— Selected extract —
Segment Open

= European Scientific Cooperative on Phytotherapy =

The European Scientific Cooperative on Phytotherapy (ESCOP) was founded in 1989 as an umbrella organisation, representing national European phytotherapy associations (Herbal Medicine). Associations in non-EU states can also be members of ESCOP.

== Tasks ==
In particular ESCOP’s scientific committee produces reviews of the therapeutic use of leading herbal medicinal products or herbal drug preparations (similar to the prior German Kommission E) based on scientific evidence and on leading expertise across Europe. The goal was to advance the scientific status of herbal medicinal products and to assist with the harmonisation of their regulatory status at the European level and thus to promote the acceptance of herbal drugs, also called phytomedicines. Besides that, the aim was to promote scientific research in the field of medicinal plants. Since 1992, ESCOP Herbal monographs are being published on the quality, safety and efficacy of herbal medicines, based on scientific evidence and textbooks. In 2003, 80 monographs were published in bookform, in 2009, 27 additional monographs appeared. Since 2011, 54 new and updated monographs were published online. Publication is ongoing. In total 107 ESCOP monographs have been produced and submitted to the European Medicines Agency.

Segment Closed

— Data to examine —

Segment Open

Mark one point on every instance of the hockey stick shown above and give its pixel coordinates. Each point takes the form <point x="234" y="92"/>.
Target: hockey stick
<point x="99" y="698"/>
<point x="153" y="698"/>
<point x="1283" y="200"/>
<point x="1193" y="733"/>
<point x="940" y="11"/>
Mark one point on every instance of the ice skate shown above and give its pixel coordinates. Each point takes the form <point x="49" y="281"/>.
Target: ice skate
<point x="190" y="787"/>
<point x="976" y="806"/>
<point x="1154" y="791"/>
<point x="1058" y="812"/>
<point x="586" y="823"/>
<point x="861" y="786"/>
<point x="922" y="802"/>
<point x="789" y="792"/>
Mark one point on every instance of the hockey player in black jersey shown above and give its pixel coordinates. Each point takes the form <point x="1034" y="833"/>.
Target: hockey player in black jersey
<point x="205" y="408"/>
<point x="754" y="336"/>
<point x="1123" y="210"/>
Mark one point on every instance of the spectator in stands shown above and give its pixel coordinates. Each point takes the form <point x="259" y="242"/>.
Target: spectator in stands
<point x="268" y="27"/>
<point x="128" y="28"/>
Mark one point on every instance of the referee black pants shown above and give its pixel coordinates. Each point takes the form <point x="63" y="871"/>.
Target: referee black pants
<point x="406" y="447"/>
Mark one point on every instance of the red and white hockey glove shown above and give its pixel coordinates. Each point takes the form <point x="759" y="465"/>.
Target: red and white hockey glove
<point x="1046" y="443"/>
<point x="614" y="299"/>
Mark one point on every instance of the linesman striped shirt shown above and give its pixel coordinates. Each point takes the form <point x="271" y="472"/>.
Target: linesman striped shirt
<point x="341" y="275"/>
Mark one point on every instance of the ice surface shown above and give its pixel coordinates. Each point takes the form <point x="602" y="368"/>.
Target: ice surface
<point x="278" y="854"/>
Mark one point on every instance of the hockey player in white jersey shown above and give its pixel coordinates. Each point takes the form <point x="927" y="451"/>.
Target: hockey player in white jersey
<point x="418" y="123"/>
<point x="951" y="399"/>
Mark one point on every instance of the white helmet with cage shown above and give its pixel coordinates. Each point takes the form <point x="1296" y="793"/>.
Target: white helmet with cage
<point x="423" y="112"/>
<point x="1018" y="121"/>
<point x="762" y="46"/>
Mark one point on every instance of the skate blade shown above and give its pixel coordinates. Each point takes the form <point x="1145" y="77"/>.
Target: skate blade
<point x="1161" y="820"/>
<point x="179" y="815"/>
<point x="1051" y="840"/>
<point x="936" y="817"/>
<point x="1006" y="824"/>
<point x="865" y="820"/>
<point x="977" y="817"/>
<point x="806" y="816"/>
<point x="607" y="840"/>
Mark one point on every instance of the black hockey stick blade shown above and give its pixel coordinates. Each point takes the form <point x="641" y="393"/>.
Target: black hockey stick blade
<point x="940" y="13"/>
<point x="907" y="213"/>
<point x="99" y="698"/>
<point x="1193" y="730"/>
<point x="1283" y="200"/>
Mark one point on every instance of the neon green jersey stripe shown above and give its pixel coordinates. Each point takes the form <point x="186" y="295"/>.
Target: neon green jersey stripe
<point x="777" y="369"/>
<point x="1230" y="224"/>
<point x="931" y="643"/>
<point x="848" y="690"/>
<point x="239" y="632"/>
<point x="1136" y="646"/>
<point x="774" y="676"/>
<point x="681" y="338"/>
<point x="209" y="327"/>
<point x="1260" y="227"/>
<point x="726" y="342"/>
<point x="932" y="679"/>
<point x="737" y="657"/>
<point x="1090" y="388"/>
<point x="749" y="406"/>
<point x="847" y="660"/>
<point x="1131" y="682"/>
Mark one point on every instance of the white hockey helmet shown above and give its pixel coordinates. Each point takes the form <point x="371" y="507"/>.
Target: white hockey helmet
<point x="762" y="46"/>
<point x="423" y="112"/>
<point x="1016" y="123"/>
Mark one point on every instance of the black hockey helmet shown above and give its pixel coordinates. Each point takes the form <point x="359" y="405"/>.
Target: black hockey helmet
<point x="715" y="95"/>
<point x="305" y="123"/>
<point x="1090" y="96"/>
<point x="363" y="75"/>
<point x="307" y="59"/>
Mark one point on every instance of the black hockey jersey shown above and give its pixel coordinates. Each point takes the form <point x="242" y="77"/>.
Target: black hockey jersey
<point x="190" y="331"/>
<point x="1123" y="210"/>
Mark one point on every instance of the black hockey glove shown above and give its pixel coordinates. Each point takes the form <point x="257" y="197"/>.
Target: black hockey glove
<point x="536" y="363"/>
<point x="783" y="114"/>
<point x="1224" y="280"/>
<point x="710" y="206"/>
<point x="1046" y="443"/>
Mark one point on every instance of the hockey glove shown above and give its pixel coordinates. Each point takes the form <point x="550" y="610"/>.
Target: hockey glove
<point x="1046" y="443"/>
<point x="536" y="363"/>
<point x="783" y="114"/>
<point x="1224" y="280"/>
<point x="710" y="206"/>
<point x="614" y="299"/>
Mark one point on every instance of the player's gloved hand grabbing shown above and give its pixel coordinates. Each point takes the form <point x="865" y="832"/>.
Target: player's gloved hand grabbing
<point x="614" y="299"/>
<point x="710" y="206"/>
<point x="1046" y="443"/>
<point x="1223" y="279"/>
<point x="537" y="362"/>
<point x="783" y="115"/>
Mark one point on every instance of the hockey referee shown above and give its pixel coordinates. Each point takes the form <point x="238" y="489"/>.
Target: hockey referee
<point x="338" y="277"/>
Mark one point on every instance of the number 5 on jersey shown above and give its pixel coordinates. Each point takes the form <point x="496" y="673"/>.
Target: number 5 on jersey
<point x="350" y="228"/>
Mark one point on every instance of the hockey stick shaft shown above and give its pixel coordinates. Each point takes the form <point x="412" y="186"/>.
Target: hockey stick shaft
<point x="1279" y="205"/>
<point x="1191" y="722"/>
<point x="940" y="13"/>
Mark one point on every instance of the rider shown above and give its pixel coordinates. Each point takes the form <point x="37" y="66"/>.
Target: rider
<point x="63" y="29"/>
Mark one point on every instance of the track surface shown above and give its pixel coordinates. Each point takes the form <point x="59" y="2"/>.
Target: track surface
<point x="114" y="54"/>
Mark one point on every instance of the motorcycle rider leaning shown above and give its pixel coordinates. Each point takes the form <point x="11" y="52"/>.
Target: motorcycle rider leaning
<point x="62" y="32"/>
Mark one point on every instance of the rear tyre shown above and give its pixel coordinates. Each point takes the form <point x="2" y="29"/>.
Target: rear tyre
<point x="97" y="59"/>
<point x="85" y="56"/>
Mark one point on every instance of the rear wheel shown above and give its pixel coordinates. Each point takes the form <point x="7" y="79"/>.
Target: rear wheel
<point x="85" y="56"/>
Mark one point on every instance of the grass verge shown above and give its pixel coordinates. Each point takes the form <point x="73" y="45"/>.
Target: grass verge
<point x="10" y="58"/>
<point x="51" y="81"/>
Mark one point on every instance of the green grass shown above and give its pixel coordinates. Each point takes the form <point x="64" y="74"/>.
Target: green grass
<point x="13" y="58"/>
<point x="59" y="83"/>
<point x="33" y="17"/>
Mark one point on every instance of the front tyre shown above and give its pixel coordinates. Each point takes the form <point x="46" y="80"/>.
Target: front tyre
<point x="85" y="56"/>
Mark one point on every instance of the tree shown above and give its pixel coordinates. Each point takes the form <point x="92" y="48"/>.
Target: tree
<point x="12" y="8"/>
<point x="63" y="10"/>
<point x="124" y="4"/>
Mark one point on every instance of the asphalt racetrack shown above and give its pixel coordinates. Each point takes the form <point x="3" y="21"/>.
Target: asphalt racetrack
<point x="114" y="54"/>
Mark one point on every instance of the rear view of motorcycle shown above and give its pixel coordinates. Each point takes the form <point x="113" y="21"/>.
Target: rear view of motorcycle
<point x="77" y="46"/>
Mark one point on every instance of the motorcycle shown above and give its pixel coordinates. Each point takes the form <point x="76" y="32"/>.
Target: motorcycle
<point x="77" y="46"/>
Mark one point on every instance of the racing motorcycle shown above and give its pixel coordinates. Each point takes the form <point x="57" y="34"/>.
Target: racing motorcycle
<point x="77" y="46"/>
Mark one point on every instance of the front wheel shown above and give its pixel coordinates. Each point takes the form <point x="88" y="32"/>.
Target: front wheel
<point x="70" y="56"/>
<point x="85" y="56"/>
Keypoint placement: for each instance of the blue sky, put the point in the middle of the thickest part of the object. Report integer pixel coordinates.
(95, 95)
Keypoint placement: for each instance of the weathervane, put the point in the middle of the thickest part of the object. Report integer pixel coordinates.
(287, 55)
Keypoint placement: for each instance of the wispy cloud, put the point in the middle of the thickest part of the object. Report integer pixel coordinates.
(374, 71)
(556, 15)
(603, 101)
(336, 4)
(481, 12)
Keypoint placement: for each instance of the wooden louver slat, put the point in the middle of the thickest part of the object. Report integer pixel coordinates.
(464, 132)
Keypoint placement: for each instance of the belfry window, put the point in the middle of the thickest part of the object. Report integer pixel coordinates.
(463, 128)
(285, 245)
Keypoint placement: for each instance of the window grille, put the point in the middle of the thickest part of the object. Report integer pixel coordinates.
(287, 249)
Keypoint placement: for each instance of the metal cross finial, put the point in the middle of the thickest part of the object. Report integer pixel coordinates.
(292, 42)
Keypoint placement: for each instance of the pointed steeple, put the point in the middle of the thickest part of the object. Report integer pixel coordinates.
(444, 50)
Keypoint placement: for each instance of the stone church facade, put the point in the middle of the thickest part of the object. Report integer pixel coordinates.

Segment Closed

— Activities —
**a)** Reproduce the ESCOP text word for word, starting at "The European Scientific" and running down to "members of ESCOP.".
**b)** List every year mentioned in the ESCOP text.

— Solution set —
**a)**
The European Scientific Cooperative on Phytotherapy (ESCOP) was founded in 1989 as an umbrella organisation, representing national European phytotherapy associations (Herbal Medicine). Associations in non-EU states can also be members of ESCOP.

**b)** 1989, 1992, 2003, 2009, 2011